THE EXERCISE =>
Please collect every line of the entries below that contains the string "shingle" and copy each line in full. Case counts.

━━━ PROVIDED ENTRIES ━━━

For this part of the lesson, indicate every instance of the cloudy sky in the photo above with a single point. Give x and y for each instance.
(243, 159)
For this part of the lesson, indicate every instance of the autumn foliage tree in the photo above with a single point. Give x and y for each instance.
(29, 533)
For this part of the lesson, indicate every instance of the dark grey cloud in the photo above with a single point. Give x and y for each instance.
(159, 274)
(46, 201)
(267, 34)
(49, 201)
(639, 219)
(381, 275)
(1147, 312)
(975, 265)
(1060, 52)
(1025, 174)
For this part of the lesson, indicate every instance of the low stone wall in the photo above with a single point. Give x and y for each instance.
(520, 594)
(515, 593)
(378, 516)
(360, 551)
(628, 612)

━━━
━━━ PROVIDED ENTRIES ━━━

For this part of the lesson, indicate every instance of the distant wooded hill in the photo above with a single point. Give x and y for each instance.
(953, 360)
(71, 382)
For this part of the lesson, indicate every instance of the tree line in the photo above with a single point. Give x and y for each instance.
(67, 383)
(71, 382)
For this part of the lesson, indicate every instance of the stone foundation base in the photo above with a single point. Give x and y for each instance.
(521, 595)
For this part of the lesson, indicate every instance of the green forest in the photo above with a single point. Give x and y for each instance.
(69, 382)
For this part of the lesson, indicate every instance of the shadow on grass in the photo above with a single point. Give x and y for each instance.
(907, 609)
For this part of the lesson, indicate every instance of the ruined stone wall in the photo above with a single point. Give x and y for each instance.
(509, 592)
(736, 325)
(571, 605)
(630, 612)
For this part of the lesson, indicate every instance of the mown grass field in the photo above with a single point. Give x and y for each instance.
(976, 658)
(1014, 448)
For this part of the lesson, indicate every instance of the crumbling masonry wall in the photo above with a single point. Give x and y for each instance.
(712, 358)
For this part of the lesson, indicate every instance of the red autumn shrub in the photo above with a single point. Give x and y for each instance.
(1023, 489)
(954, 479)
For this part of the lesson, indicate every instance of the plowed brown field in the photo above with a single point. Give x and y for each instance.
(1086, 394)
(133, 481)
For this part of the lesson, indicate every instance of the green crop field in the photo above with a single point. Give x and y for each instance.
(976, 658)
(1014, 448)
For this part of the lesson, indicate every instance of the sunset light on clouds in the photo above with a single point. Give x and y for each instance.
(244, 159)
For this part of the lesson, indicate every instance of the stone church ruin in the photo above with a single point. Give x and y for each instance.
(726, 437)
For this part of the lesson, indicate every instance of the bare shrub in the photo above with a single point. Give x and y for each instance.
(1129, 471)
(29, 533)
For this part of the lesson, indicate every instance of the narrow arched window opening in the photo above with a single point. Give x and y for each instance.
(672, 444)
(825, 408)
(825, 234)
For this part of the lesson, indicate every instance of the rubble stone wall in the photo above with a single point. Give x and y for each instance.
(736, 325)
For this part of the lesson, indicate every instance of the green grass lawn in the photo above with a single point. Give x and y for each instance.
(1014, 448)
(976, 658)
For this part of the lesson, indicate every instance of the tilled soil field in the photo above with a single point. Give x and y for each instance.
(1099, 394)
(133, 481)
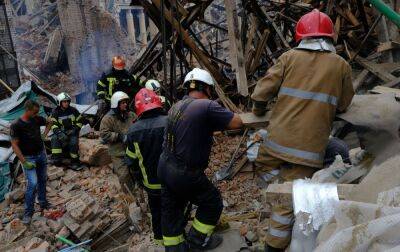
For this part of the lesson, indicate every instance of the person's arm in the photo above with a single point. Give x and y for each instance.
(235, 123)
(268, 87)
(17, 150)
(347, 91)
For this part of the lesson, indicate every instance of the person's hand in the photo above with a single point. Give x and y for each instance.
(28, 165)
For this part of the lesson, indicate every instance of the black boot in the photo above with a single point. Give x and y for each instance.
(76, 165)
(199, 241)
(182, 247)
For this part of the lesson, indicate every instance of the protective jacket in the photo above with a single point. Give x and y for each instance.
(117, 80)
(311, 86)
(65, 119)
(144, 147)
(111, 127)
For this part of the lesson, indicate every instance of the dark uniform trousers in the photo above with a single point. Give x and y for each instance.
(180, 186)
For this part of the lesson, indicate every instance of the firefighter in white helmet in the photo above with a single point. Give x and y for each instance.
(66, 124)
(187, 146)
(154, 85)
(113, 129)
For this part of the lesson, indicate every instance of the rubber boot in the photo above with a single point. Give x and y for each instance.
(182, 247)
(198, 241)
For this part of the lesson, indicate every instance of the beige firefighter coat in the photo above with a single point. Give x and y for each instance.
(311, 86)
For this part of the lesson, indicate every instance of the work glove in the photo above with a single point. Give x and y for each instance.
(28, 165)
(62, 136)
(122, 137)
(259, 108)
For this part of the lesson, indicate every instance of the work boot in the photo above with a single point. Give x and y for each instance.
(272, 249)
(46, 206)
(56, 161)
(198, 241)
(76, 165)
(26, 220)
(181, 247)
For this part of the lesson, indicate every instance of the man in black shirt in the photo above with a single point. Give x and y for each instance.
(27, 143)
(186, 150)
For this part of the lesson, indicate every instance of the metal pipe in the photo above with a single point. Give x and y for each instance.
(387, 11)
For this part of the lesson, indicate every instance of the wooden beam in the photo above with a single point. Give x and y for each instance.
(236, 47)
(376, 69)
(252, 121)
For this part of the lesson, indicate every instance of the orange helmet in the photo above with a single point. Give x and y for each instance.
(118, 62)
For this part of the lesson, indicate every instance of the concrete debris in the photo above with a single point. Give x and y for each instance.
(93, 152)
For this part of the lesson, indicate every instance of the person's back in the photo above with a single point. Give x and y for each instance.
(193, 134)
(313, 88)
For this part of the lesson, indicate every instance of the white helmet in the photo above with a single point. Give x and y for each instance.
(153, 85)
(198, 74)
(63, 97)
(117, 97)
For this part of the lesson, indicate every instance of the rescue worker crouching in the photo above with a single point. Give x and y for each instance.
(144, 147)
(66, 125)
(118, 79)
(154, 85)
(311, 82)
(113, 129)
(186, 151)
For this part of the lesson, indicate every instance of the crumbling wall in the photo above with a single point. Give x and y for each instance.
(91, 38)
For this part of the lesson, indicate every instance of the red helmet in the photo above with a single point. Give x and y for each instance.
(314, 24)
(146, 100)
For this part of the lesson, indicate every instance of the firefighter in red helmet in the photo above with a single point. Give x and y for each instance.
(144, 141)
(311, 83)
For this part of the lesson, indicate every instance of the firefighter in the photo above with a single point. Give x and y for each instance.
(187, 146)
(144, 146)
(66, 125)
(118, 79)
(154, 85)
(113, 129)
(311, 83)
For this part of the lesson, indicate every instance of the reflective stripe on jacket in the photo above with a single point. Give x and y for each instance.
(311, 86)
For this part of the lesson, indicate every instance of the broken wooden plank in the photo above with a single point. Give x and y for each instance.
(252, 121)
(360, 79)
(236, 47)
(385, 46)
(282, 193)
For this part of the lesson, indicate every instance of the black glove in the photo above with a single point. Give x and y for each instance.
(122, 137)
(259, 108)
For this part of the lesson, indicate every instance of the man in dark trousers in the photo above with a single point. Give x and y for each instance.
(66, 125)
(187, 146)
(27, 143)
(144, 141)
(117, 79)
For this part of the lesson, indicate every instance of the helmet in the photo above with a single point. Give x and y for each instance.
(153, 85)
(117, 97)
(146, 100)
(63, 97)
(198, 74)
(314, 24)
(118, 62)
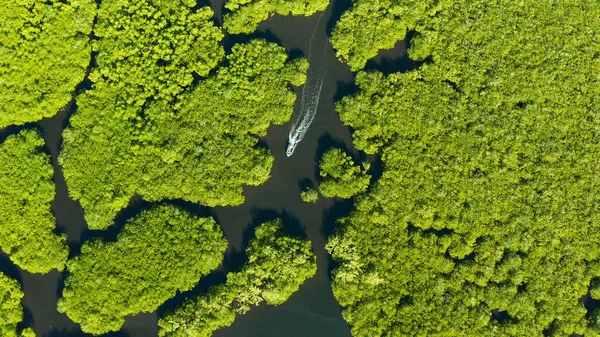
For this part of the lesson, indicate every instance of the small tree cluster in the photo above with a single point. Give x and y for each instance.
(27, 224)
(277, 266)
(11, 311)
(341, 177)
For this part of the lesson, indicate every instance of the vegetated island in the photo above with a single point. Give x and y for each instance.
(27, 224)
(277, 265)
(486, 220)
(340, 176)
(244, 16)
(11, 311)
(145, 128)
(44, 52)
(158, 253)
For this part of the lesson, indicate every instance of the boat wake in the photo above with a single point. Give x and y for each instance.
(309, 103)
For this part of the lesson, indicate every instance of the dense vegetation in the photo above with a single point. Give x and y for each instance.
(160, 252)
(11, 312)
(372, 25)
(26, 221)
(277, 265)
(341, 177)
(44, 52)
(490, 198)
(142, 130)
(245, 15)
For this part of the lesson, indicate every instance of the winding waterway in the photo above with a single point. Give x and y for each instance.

━━━
━━━ PROVIDED ENTRIES ━━━

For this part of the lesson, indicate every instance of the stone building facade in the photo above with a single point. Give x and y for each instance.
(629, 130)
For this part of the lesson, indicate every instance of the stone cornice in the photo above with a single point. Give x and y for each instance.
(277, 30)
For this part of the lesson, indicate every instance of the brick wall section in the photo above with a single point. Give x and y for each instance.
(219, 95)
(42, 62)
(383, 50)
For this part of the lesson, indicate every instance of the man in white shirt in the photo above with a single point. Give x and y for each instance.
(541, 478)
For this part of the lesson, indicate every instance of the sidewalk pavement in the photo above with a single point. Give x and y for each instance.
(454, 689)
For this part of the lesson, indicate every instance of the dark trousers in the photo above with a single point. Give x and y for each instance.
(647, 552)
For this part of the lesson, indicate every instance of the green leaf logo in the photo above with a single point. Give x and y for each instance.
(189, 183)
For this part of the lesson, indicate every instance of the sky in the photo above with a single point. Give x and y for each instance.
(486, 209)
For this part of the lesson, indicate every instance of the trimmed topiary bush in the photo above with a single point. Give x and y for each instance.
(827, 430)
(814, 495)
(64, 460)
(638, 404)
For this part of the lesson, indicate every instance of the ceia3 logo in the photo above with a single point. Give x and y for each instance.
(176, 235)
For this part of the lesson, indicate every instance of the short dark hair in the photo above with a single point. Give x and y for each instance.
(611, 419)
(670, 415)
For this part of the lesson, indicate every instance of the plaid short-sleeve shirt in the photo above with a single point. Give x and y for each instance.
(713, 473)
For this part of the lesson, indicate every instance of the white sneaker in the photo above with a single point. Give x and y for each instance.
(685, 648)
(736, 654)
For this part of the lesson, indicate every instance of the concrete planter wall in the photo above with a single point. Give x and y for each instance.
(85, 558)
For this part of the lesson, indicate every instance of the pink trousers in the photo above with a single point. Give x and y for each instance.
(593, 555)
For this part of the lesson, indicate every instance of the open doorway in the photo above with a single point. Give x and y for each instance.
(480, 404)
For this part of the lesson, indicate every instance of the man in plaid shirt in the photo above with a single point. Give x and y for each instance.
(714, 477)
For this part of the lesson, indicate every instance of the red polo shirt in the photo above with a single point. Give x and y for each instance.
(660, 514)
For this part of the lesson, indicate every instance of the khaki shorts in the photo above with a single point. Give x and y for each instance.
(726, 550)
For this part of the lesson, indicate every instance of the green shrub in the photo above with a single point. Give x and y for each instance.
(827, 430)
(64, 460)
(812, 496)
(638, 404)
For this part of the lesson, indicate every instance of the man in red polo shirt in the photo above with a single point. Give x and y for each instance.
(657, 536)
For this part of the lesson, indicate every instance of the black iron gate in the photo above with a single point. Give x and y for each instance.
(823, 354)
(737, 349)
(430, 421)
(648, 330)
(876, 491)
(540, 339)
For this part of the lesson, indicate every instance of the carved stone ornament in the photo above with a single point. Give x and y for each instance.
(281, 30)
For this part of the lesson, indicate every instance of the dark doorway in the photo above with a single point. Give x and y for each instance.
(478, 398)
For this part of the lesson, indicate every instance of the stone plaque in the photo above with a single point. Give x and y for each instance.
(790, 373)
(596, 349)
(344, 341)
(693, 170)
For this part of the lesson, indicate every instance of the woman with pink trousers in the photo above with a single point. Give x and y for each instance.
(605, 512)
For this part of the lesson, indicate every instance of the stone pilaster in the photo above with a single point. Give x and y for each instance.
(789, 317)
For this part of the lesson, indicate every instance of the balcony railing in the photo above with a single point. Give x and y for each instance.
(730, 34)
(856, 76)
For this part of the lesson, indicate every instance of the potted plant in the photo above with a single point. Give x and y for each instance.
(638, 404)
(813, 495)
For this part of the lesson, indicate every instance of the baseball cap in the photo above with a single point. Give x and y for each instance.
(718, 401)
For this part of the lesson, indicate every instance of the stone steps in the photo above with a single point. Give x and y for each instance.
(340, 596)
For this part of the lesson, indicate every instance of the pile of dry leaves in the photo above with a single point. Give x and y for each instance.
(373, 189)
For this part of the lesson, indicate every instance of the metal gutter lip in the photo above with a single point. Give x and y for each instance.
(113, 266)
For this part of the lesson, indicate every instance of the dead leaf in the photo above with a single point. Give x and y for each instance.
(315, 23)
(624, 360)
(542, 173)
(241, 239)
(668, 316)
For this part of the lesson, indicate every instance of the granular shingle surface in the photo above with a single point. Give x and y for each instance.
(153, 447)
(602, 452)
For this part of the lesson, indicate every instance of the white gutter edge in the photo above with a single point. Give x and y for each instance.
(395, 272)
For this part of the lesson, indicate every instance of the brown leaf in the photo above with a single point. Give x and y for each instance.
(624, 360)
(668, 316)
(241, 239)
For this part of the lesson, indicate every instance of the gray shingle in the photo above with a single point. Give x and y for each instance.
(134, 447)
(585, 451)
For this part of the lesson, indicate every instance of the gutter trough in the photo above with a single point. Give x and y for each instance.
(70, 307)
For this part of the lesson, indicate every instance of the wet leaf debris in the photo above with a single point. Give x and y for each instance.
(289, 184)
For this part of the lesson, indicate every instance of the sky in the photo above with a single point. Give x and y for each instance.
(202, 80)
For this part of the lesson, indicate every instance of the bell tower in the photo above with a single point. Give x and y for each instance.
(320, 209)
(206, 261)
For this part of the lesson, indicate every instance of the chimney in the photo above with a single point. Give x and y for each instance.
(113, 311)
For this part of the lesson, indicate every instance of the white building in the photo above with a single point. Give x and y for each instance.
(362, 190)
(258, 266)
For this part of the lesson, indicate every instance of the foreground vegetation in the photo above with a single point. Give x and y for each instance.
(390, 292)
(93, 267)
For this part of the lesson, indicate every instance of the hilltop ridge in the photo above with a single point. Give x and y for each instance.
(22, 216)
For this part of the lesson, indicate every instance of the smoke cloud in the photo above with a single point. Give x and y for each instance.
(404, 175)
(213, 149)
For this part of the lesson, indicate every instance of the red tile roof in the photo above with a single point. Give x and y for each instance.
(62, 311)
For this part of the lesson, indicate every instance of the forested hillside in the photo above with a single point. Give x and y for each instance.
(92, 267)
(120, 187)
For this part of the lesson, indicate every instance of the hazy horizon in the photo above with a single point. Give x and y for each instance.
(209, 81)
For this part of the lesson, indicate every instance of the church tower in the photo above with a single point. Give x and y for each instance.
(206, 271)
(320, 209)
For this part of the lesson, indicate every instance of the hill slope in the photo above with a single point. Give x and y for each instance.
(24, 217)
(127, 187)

━━━

PROBLEM SOLUTION =>
For this part of the lesson, indicate every instance of the granular shingle surface in the photo above with a single point. Give x and y for each instance.
For this part of the lesson, indicate every instance of the gray shingle in the photo above with a single point. Give x and y for each instance.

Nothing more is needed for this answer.